**Exercise description:** Show every line of the entries below that contains the string "jacket", treating uppercase and lowercase letters as different.

Point-based annotation data:
********

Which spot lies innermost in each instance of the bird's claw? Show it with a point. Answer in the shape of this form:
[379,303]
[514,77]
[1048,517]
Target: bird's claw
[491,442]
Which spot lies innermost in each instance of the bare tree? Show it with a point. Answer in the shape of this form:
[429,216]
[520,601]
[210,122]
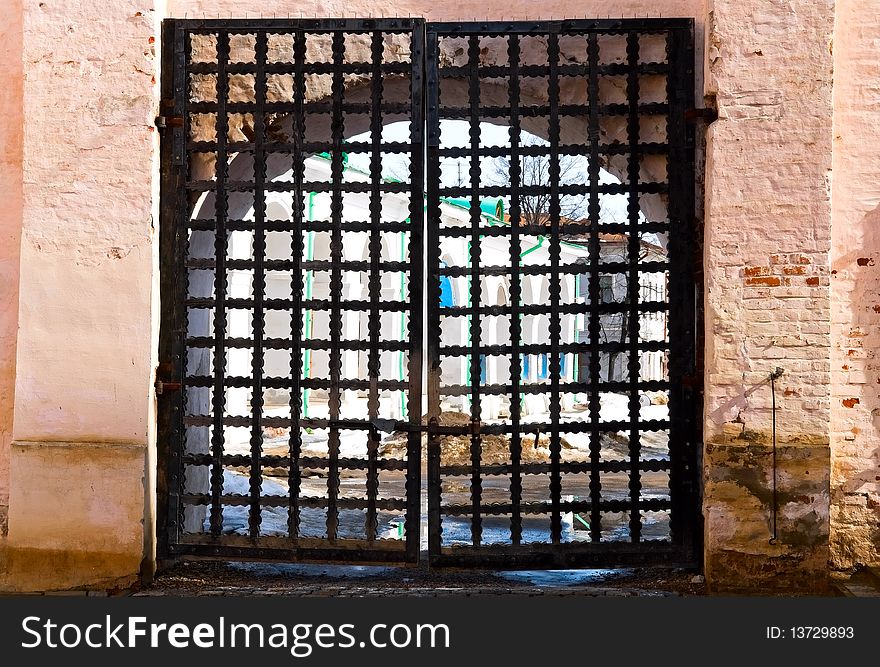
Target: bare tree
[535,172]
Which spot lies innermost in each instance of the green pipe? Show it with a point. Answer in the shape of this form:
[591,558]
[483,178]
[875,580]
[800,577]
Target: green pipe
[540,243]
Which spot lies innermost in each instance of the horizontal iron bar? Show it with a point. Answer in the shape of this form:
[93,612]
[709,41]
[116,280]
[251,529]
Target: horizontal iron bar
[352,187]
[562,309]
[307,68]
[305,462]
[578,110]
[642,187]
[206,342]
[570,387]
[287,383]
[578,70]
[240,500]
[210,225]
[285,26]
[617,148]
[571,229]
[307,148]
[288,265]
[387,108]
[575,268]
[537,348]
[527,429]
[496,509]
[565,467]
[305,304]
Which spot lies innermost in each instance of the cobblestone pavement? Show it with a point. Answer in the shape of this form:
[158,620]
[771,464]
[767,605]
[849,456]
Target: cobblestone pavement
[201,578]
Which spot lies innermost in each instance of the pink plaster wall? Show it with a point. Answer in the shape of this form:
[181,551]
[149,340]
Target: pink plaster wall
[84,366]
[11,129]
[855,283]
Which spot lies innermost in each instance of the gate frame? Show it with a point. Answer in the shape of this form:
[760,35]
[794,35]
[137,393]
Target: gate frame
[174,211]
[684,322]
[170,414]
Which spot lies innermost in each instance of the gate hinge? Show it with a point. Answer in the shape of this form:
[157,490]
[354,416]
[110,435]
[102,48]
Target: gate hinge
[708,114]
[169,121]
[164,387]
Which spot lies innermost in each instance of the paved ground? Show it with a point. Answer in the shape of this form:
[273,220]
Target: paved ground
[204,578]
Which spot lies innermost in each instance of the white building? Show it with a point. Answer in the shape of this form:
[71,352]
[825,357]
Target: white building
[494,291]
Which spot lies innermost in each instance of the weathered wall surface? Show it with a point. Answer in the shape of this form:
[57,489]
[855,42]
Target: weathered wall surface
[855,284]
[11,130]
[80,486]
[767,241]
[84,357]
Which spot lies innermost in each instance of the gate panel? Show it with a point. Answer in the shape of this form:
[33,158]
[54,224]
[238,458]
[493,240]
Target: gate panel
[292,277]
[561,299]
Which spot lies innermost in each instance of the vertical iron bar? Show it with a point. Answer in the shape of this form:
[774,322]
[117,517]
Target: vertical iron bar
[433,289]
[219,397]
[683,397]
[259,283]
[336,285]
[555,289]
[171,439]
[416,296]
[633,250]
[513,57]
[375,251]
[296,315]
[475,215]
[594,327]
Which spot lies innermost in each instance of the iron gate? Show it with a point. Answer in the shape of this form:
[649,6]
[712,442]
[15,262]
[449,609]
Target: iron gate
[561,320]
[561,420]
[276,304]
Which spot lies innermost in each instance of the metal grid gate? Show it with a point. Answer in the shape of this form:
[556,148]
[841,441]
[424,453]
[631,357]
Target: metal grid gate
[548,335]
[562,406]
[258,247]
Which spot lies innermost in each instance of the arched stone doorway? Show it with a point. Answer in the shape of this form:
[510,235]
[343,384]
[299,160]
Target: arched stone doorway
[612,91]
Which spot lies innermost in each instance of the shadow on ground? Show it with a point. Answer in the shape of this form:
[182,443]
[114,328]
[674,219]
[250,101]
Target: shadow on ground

********

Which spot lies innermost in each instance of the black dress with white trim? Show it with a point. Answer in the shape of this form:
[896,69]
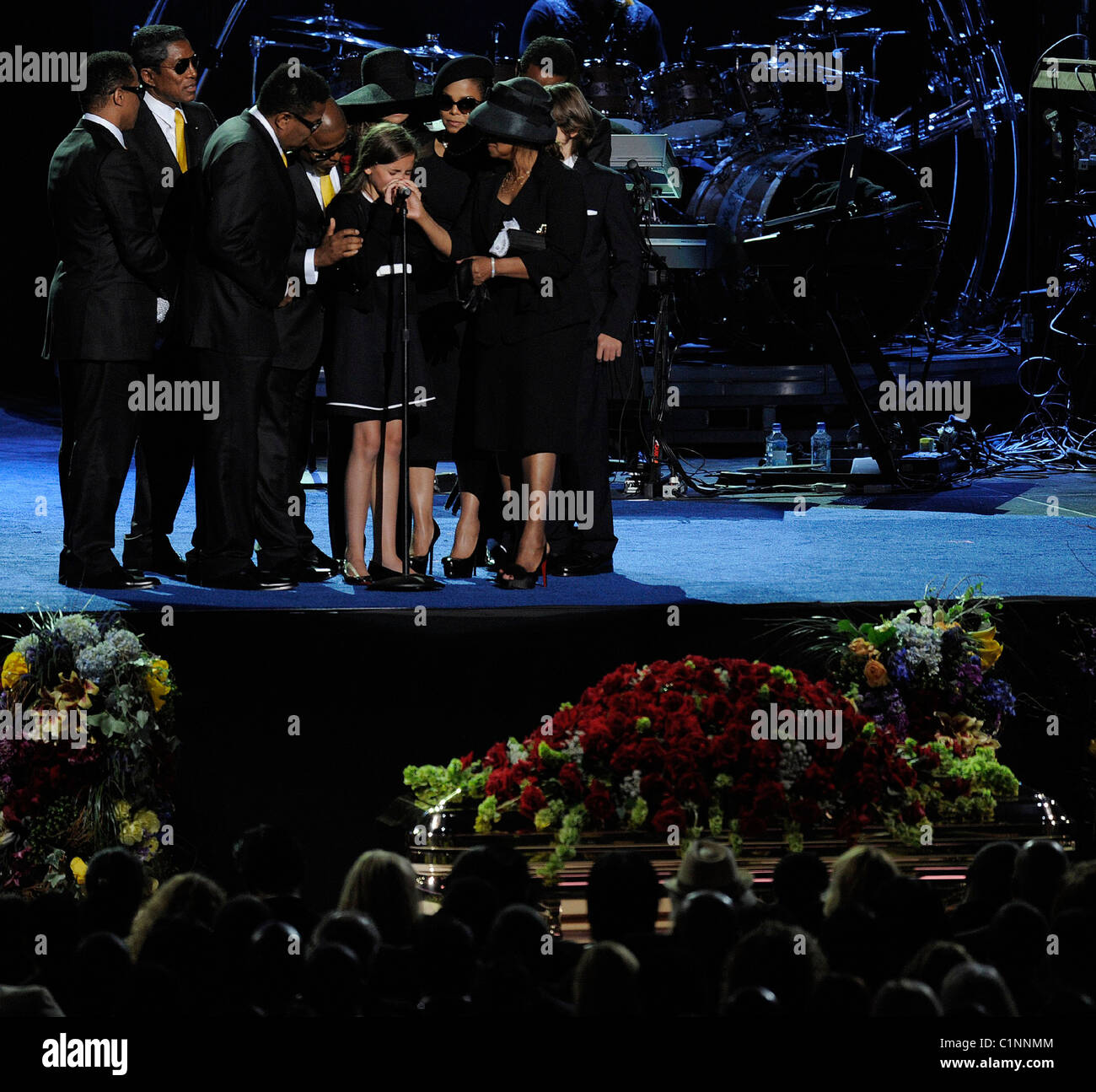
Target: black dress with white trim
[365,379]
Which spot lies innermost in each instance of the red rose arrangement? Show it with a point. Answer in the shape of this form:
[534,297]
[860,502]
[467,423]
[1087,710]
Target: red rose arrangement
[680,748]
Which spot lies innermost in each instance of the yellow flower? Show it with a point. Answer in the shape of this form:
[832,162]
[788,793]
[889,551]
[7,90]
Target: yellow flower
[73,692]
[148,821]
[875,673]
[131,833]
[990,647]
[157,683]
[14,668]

********

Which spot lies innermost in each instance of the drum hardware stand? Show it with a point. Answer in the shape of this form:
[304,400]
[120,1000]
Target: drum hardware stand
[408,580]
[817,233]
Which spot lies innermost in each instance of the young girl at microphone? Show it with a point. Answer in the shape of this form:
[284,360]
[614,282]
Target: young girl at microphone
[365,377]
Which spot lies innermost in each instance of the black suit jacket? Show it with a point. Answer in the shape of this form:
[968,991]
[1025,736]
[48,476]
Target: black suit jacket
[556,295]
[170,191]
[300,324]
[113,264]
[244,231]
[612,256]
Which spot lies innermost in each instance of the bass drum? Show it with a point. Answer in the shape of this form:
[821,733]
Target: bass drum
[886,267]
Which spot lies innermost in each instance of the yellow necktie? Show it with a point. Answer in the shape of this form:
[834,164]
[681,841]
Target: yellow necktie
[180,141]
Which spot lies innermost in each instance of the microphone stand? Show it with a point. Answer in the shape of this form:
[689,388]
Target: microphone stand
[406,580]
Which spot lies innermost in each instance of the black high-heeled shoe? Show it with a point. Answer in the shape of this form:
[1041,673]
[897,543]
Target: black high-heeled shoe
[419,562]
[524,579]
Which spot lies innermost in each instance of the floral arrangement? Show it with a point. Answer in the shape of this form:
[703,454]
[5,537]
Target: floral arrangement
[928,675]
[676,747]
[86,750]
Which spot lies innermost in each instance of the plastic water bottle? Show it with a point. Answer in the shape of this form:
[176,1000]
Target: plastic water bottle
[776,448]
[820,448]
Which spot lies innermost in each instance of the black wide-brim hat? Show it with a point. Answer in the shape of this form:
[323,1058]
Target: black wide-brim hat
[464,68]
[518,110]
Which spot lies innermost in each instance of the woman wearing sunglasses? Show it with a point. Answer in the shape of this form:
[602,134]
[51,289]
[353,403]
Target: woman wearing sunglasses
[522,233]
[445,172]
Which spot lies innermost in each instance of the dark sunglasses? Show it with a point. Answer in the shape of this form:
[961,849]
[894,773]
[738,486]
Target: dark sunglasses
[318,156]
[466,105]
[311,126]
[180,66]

********

**Answer to the exercise:**
Which spot lies innermost in each instance of the black suit jacket? Show it with a point. Answer in the shape of this form:
Target: black suit jacket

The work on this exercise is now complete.